* What you should do
Scan the records for "thumb" and copy each line that contains it.

* Exercise material
※ ※ ※

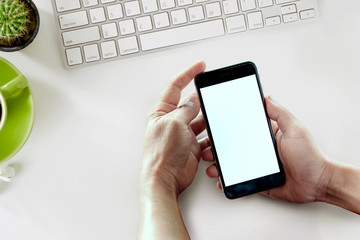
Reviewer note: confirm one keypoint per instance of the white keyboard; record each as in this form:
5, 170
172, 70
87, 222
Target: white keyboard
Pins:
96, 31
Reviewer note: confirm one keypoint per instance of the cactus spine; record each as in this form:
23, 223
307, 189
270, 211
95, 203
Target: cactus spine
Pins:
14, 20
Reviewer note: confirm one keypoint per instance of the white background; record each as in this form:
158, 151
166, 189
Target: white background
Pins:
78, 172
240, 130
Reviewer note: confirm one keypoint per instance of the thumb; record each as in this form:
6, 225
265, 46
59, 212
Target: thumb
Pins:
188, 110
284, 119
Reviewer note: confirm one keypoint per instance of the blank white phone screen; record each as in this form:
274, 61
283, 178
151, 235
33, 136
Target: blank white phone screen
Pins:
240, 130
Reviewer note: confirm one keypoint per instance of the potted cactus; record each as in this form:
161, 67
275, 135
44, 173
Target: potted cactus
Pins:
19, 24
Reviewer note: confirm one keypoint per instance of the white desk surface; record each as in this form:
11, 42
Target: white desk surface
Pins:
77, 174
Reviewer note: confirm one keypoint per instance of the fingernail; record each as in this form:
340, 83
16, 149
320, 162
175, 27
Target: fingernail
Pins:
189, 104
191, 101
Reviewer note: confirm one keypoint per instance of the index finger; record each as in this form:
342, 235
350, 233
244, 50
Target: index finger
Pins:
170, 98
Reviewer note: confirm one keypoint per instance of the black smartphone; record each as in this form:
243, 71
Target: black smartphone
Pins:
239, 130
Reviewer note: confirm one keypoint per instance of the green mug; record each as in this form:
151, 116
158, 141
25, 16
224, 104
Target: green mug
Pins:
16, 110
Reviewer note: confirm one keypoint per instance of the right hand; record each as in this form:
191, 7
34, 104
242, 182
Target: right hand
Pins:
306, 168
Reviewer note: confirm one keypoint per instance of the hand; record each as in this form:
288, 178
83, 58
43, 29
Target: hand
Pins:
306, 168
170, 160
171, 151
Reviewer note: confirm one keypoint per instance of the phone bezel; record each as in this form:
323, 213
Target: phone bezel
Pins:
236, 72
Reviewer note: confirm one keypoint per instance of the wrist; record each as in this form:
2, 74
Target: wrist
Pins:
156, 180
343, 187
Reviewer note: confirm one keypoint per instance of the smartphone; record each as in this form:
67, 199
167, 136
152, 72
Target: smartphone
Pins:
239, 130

※ ※ ※

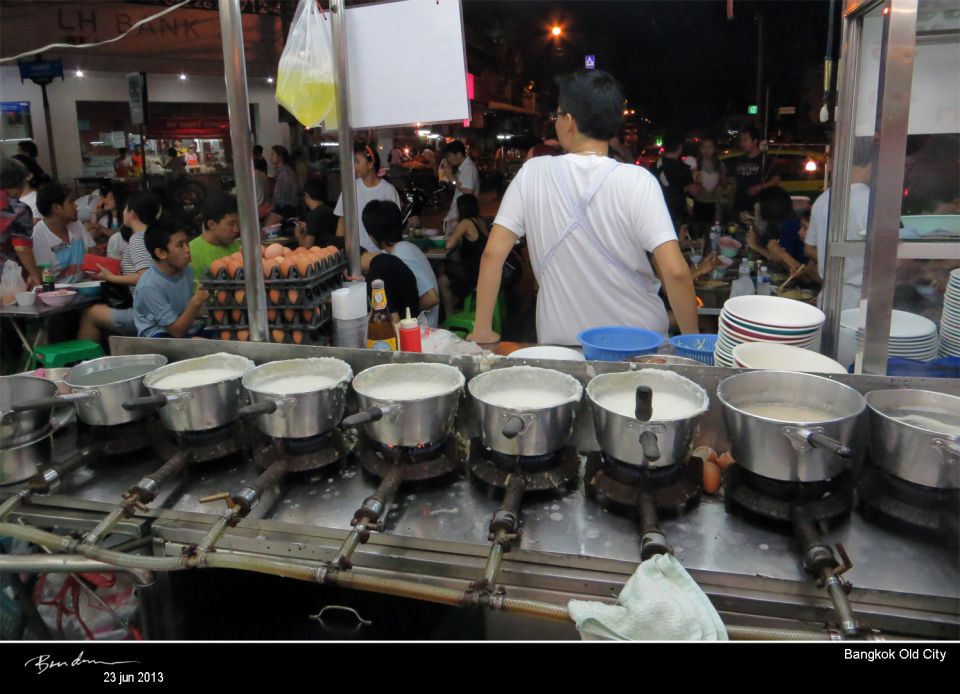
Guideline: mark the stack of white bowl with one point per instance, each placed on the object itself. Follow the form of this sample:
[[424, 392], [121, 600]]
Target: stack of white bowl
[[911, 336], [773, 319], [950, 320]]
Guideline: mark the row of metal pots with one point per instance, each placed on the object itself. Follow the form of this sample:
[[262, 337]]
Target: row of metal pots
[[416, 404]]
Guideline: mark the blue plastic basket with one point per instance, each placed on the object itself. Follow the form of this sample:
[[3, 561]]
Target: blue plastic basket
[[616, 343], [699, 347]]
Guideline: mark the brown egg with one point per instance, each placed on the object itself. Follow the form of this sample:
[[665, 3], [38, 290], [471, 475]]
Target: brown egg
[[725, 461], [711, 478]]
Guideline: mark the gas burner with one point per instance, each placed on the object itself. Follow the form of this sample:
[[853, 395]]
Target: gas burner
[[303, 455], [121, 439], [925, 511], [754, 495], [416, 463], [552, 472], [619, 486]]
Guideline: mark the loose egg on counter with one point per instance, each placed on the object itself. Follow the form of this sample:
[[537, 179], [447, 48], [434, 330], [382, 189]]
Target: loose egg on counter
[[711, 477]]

※ ※ ※

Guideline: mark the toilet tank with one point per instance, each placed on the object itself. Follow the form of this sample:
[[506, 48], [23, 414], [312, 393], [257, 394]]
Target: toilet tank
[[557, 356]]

※ ※ ※

* Written answer
Reviewer note: confirm one keypoint per instance of the thumb; record each as in this form:
Target: thumb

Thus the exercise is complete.